■ What you need to do: Transcribe the records below in their entirety, and leave out each image.

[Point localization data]
--*--

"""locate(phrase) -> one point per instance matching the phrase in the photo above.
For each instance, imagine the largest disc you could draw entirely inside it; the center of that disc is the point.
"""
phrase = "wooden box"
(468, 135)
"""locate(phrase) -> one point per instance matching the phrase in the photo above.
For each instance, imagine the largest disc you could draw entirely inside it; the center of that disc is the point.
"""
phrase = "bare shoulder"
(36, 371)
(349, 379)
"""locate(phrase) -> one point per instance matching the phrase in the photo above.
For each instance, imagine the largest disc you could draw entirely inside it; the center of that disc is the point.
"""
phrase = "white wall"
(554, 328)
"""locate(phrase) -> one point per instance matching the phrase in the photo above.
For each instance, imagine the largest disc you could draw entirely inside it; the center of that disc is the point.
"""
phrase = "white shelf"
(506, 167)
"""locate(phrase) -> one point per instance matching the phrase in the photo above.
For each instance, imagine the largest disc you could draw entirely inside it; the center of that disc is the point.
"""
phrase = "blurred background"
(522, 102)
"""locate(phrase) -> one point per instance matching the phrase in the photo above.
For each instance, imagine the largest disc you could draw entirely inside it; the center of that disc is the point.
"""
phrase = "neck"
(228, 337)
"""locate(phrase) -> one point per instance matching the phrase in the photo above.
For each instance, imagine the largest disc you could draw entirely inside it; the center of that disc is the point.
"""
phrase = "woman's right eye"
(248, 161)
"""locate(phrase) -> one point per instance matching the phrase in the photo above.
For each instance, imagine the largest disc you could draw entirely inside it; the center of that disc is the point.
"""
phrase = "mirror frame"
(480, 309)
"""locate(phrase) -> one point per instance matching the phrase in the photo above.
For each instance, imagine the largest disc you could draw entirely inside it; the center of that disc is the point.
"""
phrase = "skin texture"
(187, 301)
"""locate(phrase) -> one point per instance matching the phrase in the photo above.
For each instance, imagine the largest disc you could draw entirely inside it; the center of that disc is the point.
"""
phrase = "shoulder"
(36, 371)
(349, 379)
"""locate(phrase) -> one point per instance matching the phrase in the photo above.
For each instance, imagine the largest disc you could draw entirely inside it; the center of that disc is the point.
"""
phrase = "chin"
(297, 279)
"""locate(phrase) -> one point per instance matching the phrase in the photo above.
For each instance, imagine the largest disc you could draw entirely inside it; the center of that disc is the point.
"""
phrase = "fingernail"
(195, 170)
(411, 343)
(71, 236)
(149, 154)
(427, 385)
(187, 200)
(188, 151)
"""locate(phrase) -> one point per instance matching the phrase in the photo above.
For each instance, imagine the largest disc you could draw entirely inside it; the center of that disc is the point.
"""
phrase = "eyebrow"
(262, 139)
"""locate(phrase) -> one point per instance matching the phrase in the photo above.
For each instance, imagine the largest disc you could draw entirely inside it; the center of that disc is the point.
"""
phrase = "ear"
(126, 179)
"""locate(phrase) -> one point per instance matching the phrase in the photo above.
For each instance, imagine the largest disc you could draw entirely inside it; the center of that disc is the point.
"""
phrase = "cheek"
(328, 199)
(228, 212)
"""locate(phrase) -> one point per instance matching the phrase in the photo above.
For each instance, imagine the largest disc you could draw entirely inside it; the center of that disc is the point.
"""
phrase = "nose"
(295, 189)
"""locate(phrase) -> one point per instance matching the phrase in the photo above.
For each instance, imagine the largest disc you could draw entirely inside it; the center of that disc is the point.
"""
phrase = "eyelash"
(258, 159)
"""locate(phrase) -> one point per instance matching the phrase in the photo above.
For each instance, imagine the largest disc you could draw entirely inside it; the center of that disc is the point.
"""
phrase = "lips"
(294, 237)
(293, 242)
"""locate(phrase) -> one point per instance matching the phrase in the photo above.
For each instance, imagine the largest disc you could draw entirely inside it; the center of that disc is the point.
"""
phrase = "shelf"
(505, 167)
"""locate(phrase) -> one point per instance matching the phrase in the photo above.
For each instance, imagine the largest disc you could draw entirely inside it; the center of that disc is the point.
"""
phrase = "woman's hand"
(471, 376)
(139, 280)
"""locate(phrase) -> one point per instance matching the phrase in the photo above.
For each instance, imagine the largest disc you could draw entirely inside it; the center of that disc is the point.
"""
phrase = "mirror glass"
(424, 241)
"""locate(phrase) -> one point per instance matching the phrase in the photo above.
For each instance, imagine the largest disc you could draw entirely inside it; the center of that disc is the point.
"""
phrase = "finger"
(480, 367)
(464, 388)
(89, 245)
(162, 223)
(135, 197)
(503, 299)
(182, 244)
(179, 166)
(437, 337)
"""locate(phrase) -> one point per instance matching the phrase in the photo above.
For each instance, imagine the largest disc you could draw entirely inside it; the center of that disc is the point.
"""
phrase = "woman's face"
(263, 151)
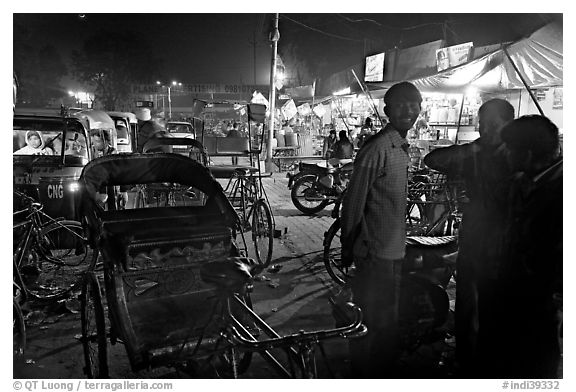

--*--

■ Your solution:
"""locate(phrase) -> one point per instance matching the phrase in the photo above.
For each instance, imagine the largest disc you could draw entirely inside it; the center of that disc is the point.
"""
phrase = "wooden box"
(468, 135)
"""locate(phrase) -> one point per instance matching the phrase in the photo above.
For each instance, imagine the largest disc you could draw entirely inside it; the center of that disc is the point.
"""
phrase = "bare shoulder"
(36, 371)
(349, 379)
"""locate(phrase) -> one point per instance matching the phrase in the photo above.
For each instance, imagine the largest disc you could draw entirely inside it; the center of that disc is the point.
"""
phrase = "white wall"
(554, 328)
"""locate(phrase) -> one point per instance matching the phrase in the photo above.
For each instance, imagine the largest disc you could draw entirely inside it; the center of that disc is the point.
"""
phrase = "white shelf"
(506, 167)
"""locate(phrase) -> one point per instance matching the phrase in the photo above.
For each instance, imagine the largest disc you could draw entirely inside it; the center of that disc is the point.
"""
phrase = "blurred background"
(522, 102)
"""locate(phrase) -> one point per instance matching the phrase in the photo above.
For each instance, imagine the largest disc you could draw entirely inside it; the center of that disc is the point.
"""
phrase = "neck"
(228, 337)
"""locate(phrase) -> one point per instance matching the phrase in the photo above.
For each instance, imagine the largest disc you could draw entirely inside it; the center of that disc is the point.
"""
phrase = "woman's right eye"
(248, 161)
"""locate(phrase) -> one point per instance matching the phrase in the photo above.
For each instance, imagine the largest disc you could draw entirely inside it; the center of that disc is the point.
"""
phrase = "mirror frame"
(480, 309)
"""locate(phrase) -> one point per instance matching the phrase in the photo above.
For each instance, imagine the largest disc you could draw entirely inside it; the center of that disc is the point.
"""
phrase = "skin texture"
(187, 301)
"""locate(phrase) -> one point per instance matching the phrase in the photo above.
For each instance, imagine the largest disc you could draw entirely inside it; the center of that disc is the point.
"""
phrase = "shoulder"
(36, 371)
(349, 379)
"""locate(phrase) -> one point per instance matching the phrase in the photo above.
For each instance, imagine the largest disc you could draw entirely inside it; the center of that disc is the point.
"""
phrase = "chin"
(297, 279)
"""locate(phrase) -> one point per instance matching the phrase in the photo above.
For each instance, imagine the largest disc you could draw entirely inside it; the center of that disc is the point.
"""
phrase = "fingernail"
(195, 170)
(411, 343)
(71, 236)
(149, 154)
(427, 385)
(187, 200)
(188, 151)
"""locate(phrase) -> one point per instance matching the phrase in the photo above.
For each instance, imagine the largest disc you could draw entirely inside it; the center of that disc is the point.
"""
phrase = "eyebrow"
(262, 139)
"""locate(phrase) -> one point per instance matching the phrase in the photo above.
For each instance, imagine the largest disc you could draw entirely inside it; the center of that disc is the point.
"""
phrase = "ear"
(126, 179)
"""locate(phrase) -> one point per instance matching the phrase in the photo above.
For each instance, imagine the largest disc you could draw entirely inside it; the center of that disc is the point.
"""
phrase = "cheek"
(328, 199)
(228, 212)
"""locate(phrase) -> one point per instance matching the phrase in the photo above.
For each instance, imagine the largest disc you could draw entirely inside it; the center of that disc is the point.
"""
phrase = "nose"
(295, 189)
"""locate(phrase) -> one point per instance matching the phrase in the photo above.
For each instance, imagine the largest disc you could draw entirely inside it; the center of that disc is the point.
"""
phrase = "eyelash"
(258, 159)
"""locate(phrase) -> one point per instance matching the phrase in the photo above.
For each instance, imagine the largest disc you could draw entirely inside it; the center of that disc is the point.
"""
phrase = "lips"
(294, 237)
(293, 242)
"""locate(phrase) -> one point per instance matching the phrase in the photo above.
For each instance, imagine the largest disc you could draw entirely inside it; the center of that disc is the point.
"""
phrase = "shelf"
(505, 167)
"""locate(phrase) -> one point per instance matching the phrase in the photo above.
For each instance, imagine the largest disc you could draw entirely inside it; the center of that disc is the point.
"""
phrase = "woman's hand"
(471, 376)
(139, 280)
"""locate(phrase) -> one point per instance matching the phrase in the photo above.
For each instance, imagine the largest disc you could draw entirely inside it; the center of that disc is the point.
"""
phrase = "mirror glass"
(424, 241)
"""locate(phrase) -> one point per instance matching the phrase in the photo above.
For each instance, imagine the largest disc you could draw entirely inside it; the center of that disc is the point.
"""
phrase = "finger"
(480, 367)
(464, 388)
(89, 245)
(162, 223)
(135, 197)
(503, 299)
(182, 244)
(179, 166)
(437, 337)
"""locate(phrase) -> one point per instance matching the phrase in the photo above.
For each instance, imagine the largest disc you could draw entirely inside it; the center of that disc is the point.
"""
phrase = "woman's face"
(263, 151)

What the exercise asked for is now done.